> **Task brief**:
Recast the lines from the one containing "Task: output the" through the one containing "positive clicks: (963, 95)", inclusive, as a Markdown table with the columns Row and Line text, omitting any blank lines. Include only those lines.

> **Records shown**:
• • • •

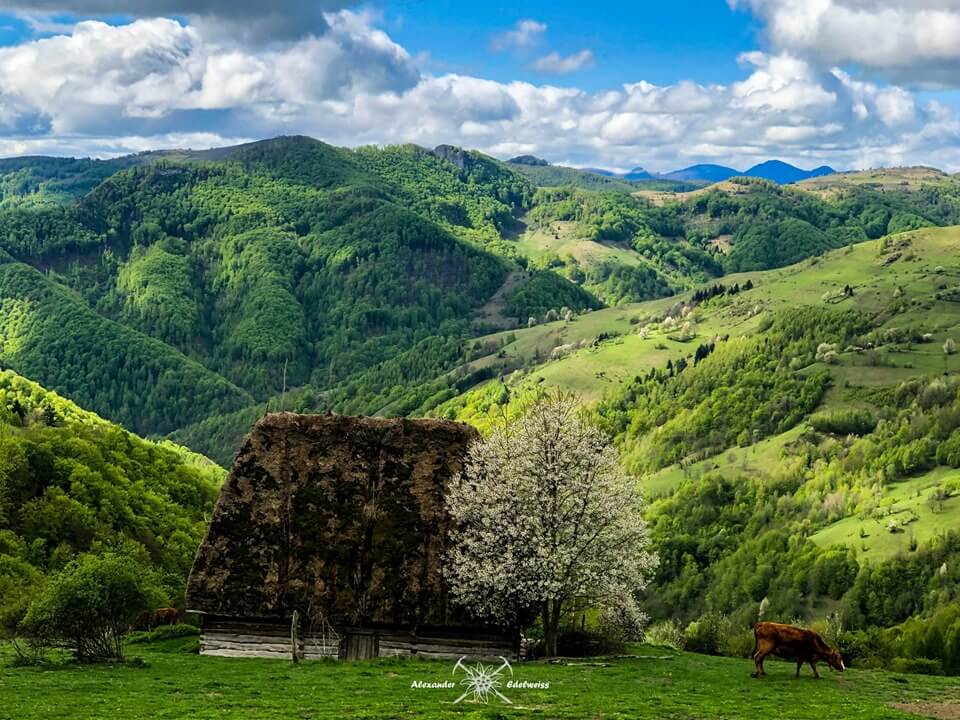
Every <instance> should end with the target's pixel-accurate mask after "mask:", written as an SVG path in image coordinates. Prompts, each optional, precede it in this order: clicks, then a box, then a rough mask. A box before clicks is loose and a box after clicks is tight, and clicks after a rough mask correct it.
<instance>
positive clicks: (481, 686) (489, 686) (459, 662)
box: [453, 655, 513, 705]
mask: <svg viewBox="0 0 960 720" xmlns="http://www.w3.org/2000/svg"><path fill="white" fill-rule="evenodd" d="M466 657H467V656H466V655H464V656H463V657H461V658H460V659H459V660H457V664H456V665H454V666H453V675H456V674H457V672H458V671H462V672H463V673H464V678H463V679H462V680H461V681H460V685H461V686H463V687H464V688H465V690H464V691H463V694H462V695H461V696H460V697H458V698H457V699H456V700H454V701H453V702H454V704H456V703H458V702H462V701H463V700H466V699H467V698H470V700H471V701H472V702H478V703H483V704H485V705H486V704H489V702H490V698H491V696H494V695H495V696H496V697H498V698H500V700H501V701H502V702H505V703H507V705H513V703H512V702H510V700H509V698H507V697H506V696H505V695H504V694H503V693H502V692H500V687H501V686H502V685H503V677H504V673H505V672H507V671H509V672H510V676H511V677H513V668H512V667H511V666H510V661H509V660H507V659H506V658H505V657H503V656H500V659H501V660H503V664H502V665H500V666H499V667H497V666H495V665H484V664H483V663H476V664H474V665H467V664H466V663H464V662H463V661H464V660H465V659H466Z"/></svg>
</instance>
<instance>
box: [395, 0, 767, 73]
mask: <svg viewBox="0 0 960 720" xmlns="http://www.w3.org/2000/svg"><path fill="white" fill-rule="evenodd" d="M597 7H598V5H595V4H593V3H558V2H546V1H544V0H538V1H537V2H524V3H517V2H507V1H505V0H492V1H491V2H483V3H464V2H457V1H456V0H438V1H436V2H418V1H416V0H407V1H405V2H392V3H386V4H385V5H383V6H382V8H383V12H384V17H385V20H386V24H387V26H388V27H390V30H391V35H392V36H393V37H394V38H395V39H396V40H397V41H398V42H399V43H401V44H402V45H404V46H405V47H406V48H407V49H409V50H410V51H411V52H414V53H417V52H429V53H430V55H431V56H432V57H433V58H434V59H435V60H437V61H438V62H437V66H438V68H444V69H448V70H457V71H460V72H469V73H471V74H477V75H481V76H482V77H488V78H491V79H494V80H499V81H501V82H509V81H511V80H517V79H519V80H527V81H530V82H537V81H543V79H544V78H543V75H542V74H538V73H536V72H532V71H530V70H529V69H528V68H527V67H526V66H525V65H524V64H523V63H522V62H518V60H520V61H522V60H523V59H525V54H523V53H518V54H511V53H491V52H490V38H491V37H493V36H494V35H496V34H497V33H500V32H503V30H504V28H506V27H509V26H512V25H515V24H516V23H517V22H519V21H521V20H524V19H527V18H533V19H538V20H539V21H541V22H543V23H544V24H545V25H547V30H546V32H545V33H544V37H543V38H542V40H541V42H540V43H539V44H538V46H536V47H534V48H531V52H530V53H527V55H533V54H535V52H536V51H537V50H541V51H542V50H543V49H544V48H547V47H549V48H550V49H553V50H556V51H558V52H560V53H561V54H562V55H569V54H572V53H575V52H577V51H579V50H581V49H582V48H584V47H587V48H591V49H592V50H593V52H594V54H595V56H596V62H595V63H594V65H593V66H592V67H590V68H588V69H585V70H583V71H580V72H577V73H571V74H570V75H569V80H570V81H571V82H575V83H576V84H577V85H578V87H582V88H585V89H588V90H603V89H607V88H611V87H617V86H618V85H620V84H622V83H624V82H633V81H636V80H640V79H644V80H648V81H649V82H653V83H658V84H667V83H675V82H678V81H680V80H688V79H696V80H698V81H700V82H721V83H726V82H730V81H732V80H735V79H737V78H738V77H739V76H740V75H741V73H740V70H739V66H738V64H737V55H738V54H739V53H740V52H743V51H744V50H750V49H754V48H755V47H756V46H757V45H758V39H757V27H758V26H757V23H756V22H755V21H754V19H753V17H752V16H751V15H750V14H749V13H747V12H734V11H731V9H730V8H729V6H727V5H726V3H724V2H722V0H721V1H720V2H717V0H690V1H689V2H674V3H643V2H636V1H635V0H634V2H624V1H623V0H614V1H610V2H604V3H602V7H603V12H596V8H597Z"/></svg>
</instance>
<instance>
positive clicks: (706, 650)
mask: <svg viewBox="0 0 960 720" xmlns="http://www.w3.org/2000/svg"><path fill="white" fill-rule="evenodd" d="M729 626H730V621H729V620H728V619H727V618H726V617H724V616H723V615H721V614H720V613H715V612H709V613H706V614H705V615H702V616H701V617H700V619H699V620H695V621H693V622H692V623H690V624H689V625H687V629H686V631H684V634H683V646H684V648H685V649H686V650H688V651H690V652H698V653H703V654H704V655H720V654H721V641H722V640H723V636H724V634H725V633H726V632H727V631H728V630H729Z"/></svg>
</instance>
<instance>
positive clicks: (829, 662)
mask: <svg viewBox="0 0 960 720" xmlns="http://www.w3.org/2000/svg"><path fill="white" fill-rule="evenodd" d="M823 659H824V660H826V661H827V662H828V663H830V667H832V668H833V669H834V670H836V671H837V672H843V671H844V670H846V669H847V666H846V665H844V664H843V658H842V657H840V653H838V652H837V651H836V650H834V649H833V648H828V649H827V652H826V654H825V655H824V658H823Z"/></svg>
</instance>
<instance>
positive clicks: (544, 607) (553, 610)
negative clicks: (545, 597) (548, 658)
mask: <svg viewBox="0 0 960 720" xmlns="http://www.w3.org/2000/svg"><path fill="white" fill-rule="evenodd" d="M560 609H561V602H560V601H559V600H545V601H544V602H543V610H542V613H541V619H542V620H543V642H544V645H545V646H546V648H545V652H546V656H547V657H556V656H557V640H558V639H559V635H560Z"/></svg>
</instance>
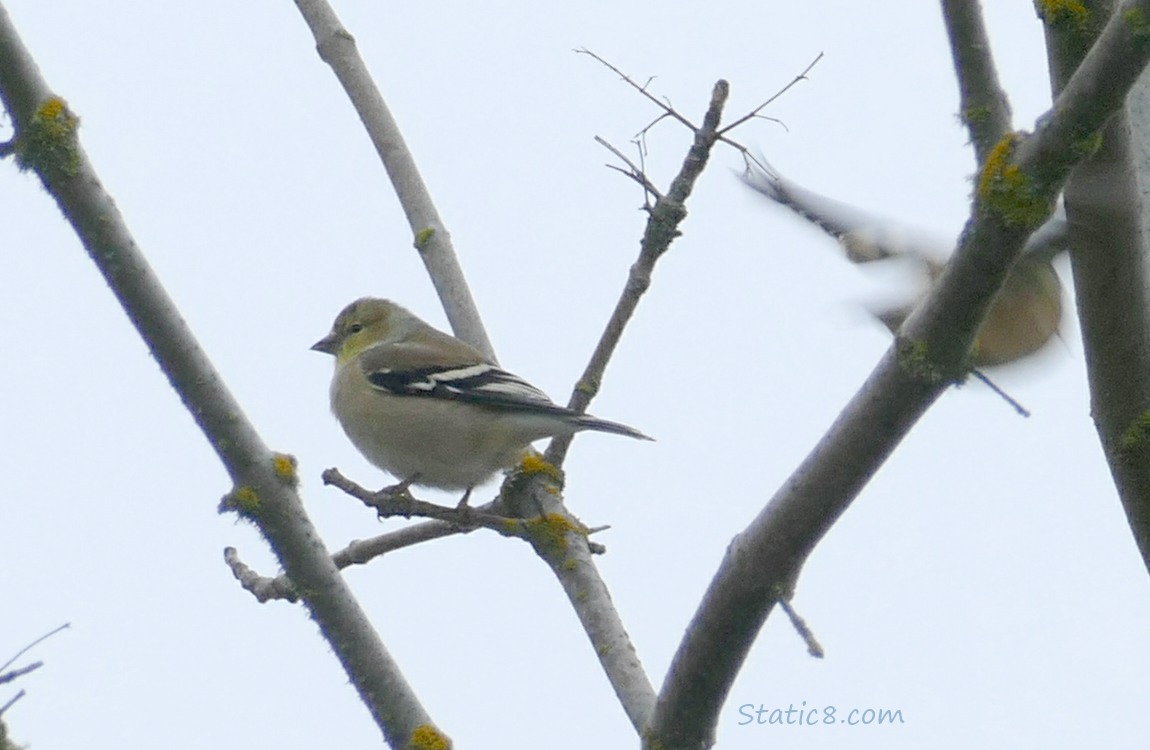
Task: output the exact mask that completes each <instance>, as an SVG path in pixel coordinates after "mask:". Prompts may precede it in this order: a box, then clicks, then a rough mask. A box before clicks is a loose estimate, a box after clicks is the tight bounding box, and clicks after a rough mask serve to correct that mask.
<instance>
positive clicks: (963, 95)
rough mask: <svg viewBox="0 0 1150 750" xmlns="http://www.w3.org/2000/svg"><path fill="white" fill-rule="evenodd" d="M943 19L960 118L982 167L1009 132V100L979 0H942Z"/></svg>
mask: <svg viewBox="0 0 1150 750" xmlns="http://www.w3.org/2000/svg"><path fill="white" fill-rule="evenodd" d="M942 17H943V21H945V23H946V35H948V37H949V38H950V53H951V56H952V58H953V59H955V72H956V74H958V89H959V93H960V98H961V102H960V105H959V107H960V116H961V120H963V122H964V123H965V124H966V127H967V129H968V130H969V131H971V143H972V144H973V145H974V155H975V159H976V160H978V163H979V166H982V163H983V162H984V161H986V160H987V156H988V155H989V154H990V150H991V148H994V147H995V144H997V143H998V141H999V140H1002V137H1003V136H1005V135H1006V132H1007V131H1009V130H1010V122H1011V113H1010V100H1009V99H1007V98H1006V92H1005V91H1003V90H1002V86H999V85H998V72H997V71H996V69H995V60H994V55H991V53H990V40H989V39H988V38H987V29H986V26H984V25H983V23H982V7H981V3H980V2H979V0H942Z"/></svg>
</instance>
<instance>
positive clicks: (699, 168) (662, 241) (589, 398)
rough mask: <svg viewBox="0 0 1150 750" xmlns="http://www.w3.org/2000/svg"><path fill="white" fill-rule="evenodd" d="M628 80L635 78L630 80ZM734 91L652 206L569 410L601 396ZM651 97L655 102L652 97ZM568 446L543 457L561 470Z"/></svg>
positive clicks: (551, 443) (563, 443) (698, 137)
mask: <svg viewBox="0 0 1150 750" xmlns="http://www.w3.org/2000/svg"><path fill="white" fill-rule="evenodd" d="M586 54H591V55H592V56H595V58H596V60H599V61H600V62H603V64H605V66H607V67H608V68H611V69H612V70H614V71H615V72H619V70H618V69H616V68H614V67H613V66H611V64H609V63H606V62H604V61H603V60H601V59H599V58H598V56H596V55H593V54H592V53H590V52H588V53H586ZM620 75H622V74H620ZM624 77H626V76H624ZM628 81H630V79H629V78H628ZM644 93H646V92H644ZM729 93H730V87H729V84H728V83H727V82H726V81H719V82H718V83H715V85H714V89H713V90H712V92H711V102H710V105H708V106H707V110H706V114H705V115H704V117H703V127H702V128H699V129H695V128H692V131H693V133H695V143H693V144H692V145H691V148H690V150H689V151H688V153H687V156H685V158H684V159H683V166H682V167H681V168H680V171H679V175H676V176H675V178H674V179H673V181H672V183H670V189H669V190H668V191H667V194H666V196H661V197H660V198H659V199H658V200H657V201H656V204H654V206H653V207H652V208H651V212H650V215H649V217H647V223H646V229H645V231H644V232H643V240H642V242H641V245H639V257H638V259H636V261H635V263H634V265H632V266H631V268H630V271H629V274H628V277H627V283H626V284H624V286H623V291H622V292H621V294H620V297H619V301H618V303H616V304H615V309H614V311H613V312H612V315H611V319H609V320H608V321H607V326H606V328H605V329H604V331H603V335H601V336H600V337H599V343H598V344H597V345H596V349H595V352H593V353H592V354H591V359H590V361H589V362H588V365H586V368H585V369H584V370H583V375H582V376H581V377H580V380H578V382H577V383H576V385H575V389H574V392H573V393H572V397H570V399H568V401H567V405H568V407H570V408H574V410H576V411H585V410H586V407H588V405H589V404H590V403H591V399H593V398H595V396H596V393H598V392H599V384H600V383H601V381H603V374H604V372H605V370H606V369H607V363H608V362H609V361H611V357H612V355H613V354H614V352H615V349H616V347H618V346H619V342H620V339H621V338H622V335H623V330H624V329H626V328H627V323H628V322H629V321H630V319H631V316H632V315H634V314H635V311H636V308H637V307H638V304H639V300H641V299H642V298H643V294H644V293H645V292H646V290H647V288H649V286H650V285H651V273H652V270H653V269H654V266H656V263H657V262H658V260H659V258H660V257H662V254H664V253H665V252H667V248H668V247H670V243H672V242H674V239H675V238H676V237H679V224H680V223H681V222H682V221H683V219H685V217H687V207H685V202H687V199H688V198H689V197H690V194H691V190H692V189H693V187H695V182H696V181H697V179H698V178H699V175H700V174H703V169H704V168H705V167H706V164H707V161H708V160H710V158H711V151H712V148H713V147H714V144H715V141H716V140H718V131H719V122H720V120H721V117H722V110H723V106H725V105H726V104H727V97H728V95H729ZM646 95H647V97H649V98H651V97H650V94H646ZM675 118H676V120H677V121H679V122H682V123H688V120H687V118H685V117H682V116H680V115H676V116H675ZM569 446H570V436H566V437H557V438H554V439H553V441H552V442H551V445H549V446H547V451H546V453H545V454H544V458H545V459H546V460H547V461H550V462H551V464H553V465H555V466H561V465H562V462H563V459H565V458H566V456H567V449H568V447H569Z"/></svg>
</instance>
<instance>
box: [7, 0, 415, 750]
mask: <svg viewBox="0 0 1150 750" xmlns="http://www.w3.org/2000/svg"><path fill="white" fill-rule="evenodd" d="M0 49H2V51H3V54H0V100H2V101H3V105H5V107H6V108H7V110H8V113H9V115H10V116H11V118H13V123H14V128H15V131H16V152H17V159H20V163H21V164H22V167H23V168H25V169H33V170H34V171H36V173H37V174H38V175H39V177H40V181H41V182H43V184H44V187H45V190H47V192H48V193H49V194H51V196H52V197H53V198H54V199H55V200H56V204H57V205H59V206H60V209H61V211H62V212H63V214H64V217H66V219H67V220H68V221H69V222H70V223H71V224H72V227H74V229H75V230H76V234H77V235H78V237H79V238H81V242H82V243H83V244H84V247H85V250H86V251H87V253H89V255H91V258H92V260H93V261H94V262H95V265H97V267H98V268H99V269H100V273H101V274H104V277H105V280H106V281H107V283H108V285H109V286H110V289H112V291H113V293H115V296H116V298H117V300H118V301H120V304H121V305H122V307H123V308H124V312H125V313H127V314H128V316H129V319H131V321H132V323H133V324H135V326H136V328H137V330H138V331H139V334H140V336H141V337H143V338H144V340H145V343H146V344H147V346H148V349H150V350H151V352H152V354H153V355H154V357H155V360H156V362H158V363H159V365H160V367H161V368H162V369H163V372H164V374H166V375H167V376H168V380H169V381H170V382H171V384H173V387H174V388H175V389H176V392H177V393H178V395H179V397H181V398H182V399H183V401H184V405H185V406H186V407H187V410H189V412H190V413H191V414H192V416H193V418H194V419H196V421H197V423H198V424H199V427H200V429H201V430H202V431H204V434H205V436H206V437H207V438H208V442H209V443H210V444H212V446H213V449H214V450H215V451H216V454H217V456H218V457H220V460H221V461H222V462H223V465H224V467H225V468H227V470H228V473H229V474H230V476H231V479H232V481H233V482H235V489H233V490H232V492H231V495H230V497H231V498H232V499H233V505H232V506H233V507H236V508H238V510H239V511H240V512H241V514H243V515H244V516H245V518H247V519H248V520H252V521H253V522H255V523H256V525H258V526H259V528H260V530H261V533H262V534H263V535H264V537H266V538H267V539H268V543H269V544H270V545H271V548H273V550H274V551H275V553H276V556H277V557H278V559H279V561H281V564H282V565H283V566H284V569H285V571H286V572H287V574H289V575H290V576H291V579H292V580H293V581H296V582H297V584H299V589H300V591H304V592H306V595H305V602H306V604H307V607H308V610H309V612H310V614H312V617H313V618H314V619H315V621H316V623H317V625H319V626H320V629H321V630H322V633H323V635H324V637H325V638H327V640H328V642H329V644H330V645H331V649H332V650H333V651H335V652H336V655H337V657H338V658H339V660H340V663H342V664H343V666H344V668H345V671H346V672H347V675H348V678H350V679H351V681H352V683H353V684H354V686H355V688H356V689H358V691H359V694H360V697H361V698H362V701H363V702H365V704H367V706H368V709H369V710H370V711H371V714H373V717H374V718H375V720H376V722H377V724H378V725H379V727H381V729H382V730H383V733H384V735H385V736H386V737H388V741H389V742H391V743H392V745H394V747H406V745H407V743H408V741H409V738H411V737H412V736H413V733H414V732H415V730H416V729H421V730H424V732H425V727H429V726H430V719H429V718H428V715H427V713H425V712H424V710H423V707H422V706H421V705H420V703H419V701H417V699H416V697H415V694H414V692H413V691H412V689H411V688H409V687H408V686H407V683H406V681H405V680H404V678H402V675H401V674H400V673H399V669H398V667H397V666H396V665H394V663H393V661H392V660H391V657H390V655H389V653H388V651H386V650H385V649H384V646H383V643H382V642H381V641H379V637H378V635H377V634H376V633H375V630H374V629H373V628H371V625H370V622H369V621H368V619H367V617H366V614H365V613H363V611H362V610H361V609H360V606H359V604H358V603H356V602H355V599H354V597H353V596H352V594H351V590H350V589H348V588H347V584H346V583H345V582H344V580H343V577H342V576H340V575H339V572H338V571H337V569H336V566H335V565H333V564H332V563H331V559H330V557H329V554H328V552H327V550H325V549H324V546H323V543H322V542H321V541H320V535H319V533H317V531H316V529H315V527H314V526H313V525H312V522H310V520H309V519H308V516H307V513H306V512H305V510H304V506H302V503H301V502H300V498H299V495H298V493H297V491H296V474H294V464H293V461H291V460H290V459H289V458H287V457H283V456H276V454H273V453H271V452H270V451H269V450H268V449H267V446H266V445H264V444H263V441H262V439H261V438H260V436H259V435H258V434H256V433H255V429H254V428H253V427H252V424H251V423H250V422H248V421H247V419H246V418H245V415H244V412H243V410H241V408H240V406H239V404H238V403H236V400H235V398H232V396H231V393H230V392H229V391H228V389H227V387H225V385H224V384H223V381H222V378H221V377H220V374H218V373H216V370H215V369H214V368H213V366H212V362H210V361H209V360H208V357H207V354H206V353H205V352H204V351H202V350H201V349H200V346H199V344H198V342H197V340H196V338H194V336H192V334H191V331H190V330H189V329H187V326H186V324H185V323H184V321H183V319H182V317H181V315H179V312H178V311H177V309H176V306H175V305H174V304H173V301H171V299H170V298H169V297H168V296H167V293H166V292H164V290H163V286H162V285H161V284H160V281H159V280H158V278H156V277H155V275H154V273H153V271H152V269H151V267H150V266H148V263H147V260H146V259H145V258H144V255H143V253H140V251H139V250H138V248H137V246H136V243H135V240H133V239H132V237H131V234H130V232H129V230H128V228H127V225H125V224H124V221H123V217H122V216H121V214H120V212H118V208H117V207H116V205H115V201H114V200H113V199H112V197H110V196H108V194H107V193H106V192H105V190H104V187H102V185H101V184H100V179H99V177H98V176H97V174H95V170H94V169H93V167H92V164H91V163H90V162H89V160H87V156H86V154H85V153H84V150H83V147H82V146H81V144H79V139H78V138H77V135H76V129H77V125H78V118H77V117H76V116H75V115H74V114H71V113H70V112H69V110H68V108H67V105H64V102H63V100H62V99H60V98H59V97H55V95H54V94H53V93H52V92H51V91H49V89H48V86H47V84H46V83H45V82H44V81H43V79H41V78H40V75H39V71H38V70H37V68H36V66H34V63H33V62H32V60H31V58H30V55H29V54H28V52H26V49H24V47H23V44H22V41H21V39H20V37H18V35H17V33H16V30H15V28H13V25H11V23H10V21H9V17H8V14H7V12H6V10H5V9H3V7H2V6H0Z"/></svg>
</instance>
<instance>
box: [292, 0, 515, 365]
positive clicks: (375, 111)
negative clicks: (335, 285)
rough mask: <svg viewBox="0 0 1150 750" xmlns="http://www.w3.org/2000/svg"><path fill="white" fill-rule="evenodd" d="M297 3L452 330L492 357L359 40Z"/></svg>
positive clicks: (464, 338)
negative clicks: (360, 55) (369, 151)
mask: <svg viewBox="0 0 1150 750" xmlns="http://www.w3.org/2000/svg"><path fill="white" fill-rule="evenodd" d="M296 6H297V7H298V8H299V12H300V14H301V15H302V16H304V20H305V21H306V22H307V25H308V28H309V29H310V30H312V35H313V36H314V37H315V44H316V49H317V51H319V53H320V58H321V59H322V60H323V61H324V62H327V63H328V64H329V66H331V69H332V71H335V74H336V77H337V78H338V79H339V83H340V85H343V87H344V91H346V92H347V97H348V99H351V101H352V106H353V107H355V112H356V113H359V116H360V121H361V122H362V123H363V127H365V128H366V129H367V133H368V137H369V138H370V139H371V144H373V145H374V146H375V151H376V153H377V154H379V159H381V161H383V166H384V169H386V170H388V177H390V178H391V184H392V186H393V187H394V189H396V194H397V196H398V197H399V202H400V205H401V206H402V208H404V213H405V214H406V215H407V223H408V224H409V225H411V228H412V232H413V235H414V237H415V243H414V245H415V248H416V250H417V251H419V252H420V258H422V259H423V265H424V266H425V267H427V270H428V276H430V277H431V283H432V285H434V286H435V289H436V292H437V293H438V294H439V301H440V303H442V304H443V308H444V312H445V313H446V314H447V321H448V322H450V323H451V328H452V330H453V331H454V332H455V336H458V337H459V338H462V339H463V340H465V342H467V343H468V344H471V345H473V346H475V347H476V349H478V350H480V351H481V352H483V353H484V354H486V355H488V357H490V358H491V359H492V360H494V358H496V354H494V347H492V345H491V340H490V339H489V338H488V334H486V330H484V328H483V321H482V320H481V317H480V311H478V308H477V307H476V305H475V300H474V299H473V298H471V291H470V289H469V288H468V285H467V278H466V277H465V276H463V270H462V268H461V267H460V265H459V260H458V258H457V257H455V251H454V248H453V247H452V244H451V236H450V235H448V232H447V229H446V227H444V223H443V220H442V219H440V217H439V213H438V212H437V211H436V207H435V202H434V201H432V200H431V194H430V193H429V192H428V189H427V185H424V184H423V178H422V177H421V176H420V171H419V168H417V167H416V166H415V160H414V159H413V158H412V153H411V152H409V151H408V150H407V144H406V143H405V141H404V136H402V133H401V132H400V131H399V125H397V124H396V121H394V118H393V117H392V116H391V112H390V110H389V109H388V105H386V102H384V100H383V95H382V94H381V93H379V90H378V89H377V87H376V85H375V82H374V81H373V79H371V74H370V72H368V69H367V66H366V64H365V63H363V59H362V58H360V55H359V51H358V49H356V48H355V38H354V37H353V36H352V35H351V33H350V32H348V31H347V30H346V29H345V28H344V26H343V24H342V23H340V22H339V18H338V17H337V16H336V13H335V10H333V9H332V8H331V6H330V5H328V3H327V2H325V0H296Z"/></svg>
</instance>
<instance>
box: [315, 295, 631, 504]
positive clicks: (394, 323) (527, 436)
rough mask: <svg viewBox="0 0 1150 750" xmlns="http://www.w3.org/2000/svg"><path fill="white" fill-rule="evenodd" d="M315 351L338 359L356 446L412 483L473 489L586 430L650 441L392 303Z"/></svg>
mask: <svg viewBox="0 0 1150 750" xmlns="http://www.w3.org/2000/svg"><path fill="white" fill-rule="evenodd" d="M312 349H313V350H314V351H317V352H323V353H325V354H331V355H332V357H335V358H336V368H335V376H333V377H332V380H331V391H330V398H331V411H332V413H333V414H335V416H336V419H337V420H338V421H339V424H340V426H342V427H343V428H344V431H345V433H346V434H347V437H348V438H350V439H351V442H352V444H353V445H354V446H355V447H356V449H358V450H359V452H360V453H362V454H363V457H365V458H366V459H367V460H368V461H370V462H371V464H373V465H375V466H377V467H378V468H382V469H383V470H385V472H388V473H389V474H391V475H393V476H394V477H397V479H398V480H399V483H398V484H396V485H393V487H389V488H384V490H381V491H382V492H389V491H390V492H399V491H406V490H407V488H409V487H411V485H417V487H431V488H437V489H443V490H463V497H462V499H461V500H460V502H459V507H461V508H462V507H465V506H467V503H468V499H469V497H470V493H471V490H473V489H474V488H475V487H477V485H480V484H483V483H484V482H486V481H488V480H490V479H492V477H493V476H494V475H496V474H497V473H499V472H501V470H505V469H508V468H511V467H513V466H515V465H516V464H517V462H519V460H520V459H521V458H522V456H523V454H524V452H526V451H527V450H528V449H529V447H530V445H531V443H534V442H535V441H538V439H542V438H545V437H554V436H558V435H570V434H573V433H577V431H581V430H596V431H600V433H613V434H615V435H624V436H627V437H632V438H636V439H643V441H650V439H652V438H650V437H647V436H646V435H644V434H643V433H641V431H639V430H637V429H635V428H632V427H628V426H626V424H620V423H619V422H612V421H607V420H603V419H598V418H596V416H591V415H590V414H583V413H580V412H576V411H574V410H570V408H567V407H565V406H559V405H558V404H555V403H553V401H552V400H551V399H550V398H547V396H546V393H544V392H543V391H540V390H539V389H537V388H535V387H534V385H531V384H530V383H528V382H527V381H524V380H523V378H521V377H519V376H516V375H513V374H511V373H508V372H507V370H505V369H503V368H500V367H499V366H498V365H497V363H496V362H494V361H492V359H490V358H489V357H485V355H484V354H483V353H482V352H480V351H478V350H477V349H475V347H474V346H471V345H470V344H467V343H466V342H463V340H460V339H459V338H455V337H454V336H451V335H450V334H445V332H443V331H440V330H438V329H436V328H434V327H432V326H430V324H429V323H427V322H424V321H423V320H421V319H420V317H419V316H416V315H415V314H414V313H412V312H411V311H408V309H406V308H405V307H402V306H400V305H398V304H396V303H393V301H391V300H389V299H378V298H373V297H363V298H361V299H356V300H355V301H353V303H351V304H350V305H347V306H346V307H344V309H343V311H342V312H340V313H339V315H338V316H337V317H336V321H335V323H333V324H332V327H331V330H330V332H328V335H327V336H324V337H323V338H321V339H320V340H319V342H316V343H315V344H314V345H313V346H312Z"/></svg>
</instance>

• • • •

> **Answer to this problem**:
| Row | Line text |
|---|---|
| 1 | Task: output the exact mask that completes each <instance>, as an SVG path in pixel coordinates after "mask:". Prompts may precede it in this order: a box, then clicks, then a rough mask. A box before clicks is a loose estimate, a box after clicks is the tight bounding box, and clicks after a rough mask serve to correct that mask. |
| 2 | <instance> |
| 3 | positive clicks: (963, 95) |